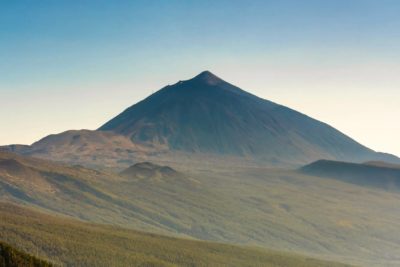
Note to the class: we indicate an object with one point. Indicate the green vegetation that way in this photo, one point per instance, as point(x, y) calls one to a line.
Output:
point(278, 209)
point(70, 242)
point(11, 257)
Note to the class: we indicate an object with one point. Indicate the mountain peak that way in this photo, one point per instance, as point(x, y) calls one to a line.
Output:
point(208, 78)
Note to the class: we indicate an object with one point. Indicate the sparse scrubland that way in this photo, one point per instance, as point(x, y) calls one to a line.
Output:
point(64, 241)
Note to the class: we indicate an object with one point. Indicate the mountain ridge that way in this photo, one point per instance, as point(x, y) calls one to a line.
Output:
point(207, 114)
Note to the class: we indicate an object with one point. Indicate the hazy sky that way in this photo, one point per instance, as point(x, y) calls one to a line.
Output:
point(75, 64)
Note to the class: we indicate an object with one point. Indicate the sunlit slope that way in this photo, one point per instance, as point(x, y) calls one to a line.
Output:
point(11, 257)
point(208, 115)
point(73, 243)
point(273, 208)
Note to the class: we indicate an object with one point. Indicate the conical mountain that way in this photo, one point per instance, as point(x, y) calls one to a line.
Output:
point(208, 115)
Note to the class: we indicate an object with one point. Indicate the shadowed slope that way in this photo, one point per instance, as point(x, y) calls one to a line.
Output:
point(373, 174)
point(206, 114)
point(11, 257)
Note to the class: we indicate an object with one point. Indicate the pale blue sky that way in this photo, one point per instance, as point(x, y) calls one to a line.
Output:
point(70, 64)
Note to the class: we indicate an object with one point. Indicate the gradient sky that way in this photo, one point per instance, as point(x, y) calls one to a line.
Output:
point(70, 64)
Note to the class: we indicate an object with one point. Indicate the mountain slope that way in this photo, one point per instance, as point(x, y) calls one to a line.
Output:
point(11, 257)
point(70, 242)
point(272, 208)
point(208, 115)
point(379, 175)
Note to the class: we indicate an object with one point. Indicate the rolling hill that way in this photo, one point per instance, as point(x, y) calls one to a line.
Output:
point(68, 242)
point(11, 257)
point(273, 208)
point(372, 174)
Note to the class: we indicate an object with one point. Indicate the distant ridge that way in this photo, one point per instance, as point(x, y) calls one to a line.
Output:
point(209, 115)
point(204, 119)
point(384, 176)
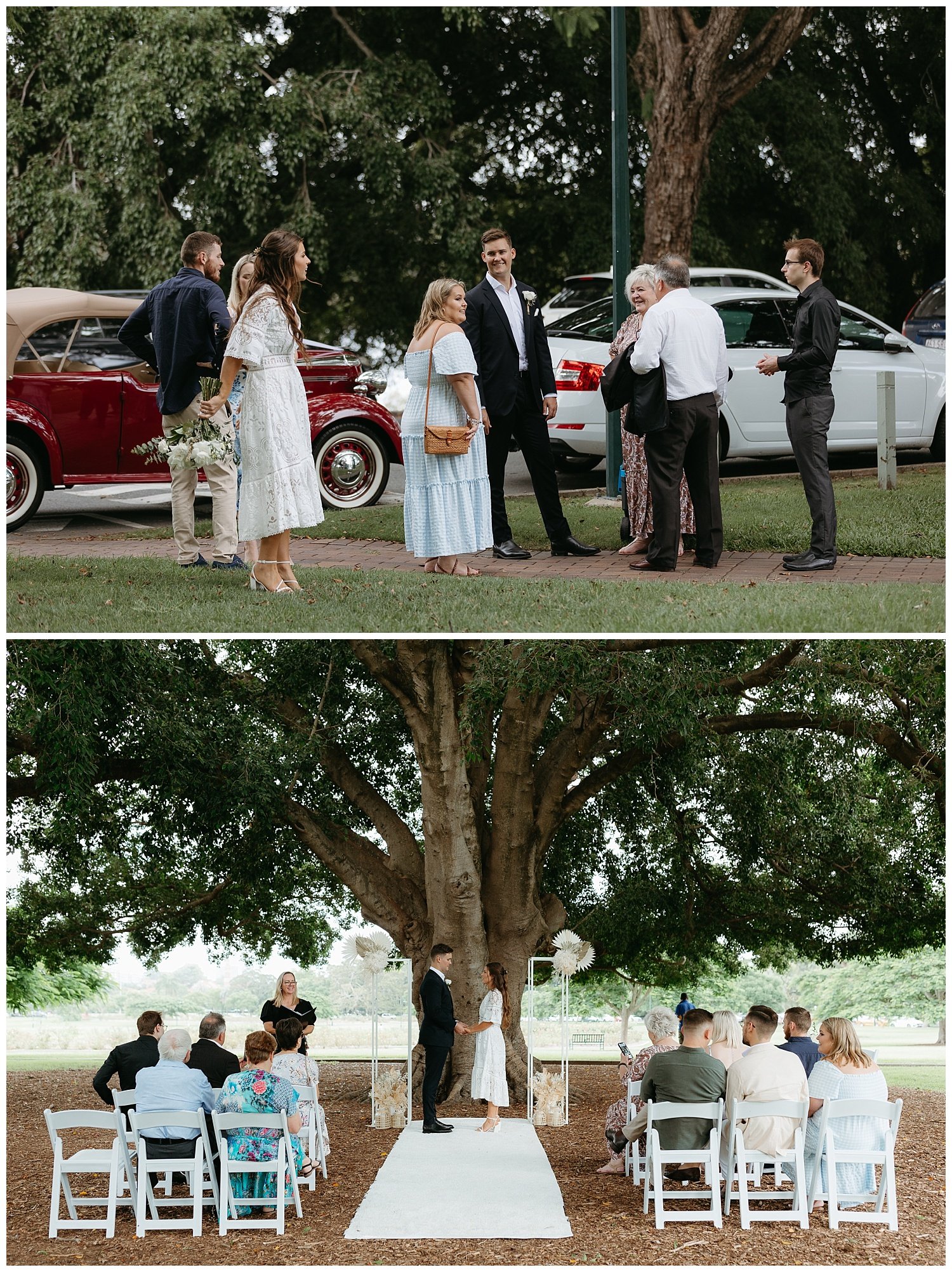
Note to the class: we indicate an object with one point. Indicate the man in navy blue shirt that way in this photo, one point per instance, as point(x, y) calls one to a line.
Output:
point(796, 1031)
point(181, 330)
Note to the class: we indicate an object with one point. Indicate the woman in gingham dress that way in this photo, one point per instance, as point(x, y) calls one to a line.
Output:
point(661, 1026)
point(446, 498)
point(640, 290)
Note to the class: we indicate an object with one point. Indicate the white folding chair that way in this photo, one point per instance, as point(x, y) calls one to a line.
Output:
point(635, 1165)
point(744, 1164)
point(228, 1212)
point(886, 1111)
point(658, 1158)
point(315, 1140)
point(84, 1162)
point(199, 1164)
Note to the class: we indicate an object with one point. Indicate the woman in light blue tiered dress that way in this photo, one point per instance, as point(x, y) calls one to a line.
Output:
point(844, 1073)
point(446, 499)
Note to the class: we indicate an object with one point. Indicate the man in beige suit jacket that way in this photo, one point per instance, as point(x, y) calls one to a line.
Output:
point(764, 1073)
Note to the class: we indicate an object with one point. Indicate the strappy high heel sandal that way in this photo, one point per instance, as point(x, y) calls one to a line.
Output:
point(290, 583)
point(257, 585)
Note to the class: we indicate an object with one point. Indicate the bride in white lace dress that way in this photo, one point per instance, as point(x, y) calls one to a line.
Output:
point(280, 489)
point(489, 1082)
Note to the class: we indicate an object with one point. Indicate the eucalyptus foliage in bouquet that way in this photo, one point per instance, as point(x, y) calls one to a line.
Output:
point(194, 444)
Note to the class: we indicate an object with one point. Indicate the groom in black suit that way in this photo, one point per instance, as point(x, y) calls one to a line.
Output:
point(518, 390)
point(436, 1032)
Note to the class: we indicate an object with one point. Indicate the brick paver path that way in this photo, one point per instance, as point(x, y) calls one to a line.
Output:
point(380, 555)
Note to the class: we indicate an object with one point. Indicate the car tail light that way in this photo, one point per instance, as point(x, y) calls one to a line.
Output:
point(578, 376)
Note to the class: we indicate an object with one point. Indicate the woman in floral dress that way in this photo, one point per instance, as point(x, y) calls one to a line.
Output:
point(640, 289)
point(257, 1090)
point(661, 1024)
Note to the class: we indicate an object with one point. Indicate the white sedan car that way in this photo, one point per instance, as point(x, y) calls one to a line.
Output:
point(753, 420)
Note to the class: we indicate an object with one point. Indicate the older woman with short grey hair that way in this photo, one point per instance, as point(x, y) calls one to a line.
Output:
point(640, 290)
point(661, 1026)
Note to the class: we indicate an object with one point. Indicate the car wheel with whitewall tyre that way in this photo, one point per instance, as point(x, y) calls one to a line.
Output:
point(25, 482)
point(351, 463)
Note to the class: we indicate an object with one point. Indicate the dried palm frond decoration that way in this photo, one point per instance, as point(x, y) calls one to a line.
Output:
point(572, 955)
point(370, 949)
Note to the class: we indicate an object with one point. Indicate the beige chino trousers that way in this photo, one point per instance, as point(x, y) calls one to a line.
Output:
point(223, 484)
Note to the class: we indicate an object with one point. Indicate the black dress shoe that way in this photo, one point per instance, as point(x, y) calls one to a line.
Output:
point(572, 547)
point(652, 566)
point(512, 551)
point(810, 561)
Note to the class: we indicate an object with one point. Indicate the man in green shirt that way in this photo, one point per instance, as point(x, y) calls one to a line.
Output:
point(684, 1077)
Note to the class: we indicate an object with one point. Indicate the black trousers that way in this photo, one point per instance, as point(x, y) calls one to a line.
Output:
point(432, 1073)
point(687, 446)
point(807, 427)
point(527, 424)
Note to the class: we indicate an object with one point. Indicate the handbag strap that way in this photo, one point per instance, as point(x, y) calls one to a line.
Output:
point(428, 376)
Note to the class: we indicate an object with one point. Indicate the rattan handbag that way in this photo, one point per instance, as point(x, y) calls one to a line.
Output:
point(441, 439)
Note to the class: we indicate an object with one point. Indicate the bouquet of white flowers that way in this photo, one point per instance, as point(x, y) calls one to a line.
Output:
point(194, 444)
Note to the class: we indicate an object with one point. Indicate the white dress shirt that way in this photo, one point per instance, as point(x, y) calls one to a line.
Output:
point(514, 305)
point(687, 336)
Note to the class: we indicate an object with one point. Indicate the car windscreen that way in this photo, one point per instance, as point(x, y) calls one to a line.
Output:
point(933, 303)
point(581, 291)
point(92, 341)
point(754, 325)
point(594, 322)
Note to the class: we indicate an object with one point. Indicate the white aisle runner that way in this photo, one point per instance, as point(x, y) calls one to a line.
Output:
point(464, 1184)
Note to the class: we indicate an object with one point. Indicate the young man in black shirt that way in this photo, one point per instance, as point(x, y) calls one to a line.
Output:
point(809, 396)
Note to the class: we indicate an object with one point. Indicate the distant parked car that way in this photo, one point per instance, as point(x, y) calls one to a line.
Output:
point(758, 322)
point(584, 289)
point(925, 321)
point(78, 401)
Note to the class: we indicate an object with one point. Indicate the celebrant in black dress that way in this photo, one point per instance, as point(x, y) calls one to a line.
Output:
point(288, 1007)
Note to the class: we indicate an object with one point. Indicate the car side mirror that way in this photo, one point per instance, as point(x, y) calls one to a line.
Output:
point(894, 344)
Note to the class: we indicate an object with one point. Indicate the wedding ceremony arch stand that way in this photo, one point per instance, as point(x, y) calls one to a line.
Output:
point(375, 1041)
point(564, 1021)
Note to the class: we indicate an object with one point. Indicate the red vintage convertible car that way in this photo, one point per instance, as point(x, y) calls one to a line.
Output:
point(78, 402)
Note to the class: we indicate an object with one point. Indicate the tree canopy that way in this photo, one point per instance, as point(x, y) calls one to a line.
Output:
point(389, 138)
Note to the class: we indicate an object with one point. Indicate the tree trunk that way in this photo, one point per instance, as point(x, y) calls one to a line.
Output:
point(689, 78)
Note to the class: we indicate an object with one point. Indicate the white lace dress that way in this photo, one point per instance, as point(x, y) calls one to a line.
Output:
point(489, 1080)
point(280, 487)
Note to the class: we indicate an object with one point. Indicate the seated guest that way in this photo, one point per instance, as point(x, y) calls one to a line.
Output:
point(300, 1071)
point(129, 1057)
point(661, 1027)
point(684, 1077)
point(764, 1074)
point(172, 1087)
point(288, 1007)
point(796, 1031)
point(209, 1054)
point(258, 1090)
point(726, 1042)
point(844, 1073)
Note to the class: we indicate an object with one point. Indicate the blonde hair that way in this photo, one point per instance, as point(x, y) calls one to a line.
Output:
point(845, 1042)
point(726, 1030)
point(640, 274)
point(277, 998)
point(436, 296)
point(234, 299)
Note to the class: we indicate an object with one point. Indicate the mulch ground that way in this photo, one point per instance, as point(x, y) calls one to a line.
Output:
point(604, 1210)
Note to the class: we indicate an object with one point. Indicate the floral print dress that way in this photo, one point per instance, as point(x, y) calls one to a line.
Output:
point(617, 1115)
point(256, 1090)
point(640, 513)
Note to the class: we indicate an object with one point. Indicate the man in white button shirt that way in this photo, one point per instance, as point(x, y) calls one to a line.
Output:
point(687, 338)
point(518, 388)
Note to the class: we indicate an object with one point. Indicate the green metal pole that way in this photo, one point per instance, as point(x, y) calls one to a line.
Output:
point(621, 224)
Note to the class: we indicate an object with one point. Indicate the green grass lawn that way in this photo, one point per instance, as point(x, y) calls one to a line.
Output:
point(767, 515)
point(136, 594)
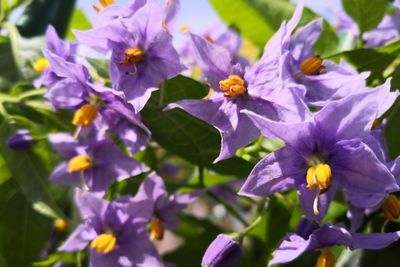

—————

> REQUIREMENTS
Convert the stretch of the data above, from the line containing "the mountain peak" through the line containing "point(64, 241)", into a Markdown table with the columns Row and Line. Number each line and leave out any blank ones.

> WRITTEN REPLY
| Row | Line |
|---|---|
| 1 | Note to the class: we indicate an object with one point. Indicate the mountain peak that way in this photo, one point per instance, as point(x, y) calls one to a line. |
| 2 | Output: |
| 3 | point(208, 78) |
| 4 | Note to the class: we indicate an object with one point. Indicate the sparse scrubland that way in this photo, one point per instance, as point(x, y) calls one to a line. |
| 5 | Output: |
| 6 | point(64, 241) |